Dataset records
════════════════════
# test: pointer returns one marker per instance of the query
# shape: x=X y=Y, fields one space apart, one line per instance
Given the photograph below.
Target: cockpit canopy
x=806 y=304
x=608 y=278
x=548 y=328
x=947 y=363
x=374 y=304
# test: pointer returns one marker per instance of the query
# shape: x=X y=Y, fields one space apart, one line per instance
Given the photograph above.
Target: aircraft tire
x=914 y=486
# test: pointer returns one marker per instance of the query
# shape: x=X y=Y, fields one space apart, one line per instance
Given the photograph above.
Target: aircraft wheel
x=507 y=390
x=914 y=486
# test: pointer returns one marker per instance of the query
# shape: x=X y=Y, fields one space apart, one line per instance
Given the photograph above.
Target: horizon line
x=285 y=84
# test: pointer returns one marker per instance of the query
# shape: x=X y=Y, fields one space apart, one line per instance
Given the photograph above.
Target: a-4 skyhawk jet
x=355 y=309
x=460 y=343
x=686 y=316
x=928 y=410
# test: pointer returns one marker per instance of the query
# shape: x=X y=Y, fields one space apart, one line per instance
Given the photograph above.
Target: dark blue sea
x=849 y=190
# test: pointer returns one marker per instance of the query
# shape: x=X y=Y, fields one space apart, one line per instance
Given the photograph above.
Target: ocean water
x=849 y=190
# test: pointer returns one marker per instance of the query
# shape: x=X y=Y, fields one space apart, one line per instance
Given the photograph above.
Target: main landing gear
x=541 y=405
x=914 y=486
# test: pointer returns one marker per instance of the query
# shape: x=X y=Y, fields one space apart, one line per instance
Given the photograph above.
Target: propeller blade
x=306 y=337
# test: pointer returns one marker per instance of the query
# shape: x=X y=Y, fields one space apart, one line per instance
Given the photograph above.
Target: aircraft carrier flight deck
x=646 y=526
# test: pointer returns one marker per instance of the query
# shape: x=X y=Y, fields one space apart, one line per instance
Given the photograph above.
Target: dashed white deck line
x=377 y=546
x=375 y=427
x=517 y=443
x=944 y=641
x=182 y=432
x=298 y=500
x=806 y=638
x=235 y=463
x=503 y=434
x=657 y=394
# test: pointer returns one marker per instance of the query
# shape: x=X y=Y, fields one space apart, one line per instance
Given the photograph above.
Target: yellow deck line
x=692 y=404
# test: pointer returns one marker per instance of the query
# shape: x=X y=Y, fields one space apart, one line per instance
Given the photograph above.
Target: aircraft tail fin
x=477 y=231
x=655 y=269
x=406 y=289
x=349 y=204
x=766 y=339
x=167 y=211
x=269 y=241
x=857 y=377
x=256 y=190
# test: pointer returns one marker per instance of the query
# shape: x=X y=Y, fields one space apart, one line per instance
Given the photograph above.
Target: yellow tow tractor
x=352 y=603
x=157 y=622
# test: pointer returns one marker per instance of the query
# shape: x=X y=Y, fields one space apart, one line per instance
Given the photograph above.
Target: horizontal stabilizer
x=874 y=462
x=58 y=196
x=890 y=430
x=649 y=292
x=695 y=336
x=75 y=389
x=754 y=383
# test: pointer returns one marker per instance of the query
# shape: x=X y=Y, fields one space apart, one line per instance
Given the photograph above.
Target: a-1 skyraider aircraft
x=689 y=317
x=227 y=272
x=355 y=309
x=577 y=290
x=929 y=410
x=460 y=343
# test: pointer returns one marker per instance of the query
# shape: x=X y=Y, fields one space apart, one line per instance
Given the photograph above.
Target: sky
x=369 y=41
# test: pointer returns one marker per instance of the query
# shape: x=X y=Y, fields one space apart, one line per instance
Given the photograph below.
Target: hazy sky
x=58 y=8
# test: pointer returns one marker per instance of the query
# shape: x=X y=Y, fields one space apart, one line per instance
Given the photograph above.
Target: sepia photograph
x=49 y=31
════════════════════
In full and without changes, give the data above once more.

# test: pointer returns one marker per instance of the query
# shape: x=X y=Y, fields one space apart, one line per instance
Given the photograph below.
Target: cockpit canopy
x=806 y=304
x=608 y=278
x=548 y=328
x=947 y=363
x=374 y=304
# test: pointer returns one marker per instance of the query
# shape: x=X y=Y, fields one space apart, one line per instance
Given the photograph above.
Target: aircraft tire
x=914 y=486
# test: pointer returns one marker per instance of the query
# shape: x=X y=Y, fields one space apart, one line per instance
Given the photograph above.
Target: aircraft wheel
x=507 y=390
x=914 y=486
# test: pointer returns one marker per instance of the query
# shape: x=X y=Y, fields one space apart, one line per instance
Given the photograph above.
Target: horizon line
x=285 y=84
# test: pointer returns one marker per instance of the query
# shape: x=X y=Y, fields one space apart, one line per instance
Given the photograph above.
Target: a-4 skyhawk jet
x=355 y=309
x=460 y=343
x=686 y=316
x=928 y=410
# test: pointer returns one marker per instance of the query
# shape: x=X y=Y, fields one space apart, one line per instance
Given the photograph above.
Target: dark blue sea
x=849 y=190
# test: pointer returns one marker per instance of the query
# shape: x=X y=Y, fields one space apart, one line per instance
Given the photograph above.
Target: ocean water
x=849 y=190
# test: pointer returns one marker per instance of the query
# shape: x=X y=Y, fields one space apart, one line per instance
Given the photograph above.
Target: main landing gear
x=541 y=405
x=914 y=486
# test: pointer returns one marker per instance of the query
# shape: x=X y=Y, fields one space apart, one line per instance
Given the photograph above.
Target: propeller blade
x=306 y=337
# test: pointer returns one marker per instance of the query
# shape: x=X y=Y, fields one space apart, one line per instance
Given the photograph above.
Target: aircraft carrier flight deck
x=646 y=526
# test: pointer returns one marker per instance of the query
# shape: x=X y=Y, fields one space apart, one line per instance
Given the photograph above.
Target: dashed white deck line
x=377 y=546
x=375 y=427
x=517 y=443
x=944 y=641
x=182 y=432
x=298 y=500
x=806 y=638
x=235 y=463
x=503 y=434
x=657 y=394
# test: pointer returns one marker per instance of the query
# shape: x=X y=Y, fields one space apart, one line per instance
Given the photograph above.
Target: yellow deck line
x=692 y=404
# test: pointer returns one marker per instance of the query
# shape: x=X y=Y, fields one space apart, one line per instance
Given the photograph above.
Target: aircraft tail fin
x=477 y=231
x=655 y=269
x=406 y=289
x=349 y=204
x=766 y=339
x=167 y=211
x=269 y=241
x=857 y=377
x=256 y=190
# test: pointer returns one marker per instance of the query
# shape: x=X y=Y, fields one space apart, one line per instance
Given the photograph above.
Target: yellow tow tractor
x=352 y=603
x=157 y=622
# test: pointer returns one marker per instance of the query
# shape: x=X y=Y, fields one space apart, one line per instance
Given the photograph above.
Target: horizontal stabilizer
x=874 y=462
x=58 y=196
x=890 y=430
x=649 y=292
x=695 y=336
x=75 y=389
x=754 y=383
# test: pointer returns one marker per instance of the query
# shape: x=X y=Y, fields one space apart, one line per instance
Given the photograph above.
Target: a-1 skyraider aircraft
x=689 y=317
x=227 y=272
x=355 y=309
x=577 y=290
x=929 y=410
x=460 y=343
# test: pointer returns one marker per instance of the query
# shape: x=X y=Y, fields one space apart, one line per instance
Given the photograph above.
Target: sky
x=369 y=41
# test: pointer returns one marker per instance of the query
# shape: x=X y=Y, fields one space apart, one line per instance
Given the photograph below.
Target: hazy sky
x=58 y=8
# test: pointer returns one marker per instance of the query
# shape: x=X y=Y, fields one space apart, one line per instance
Given the photograph above.
Target: sepia photograph
x=49 y=31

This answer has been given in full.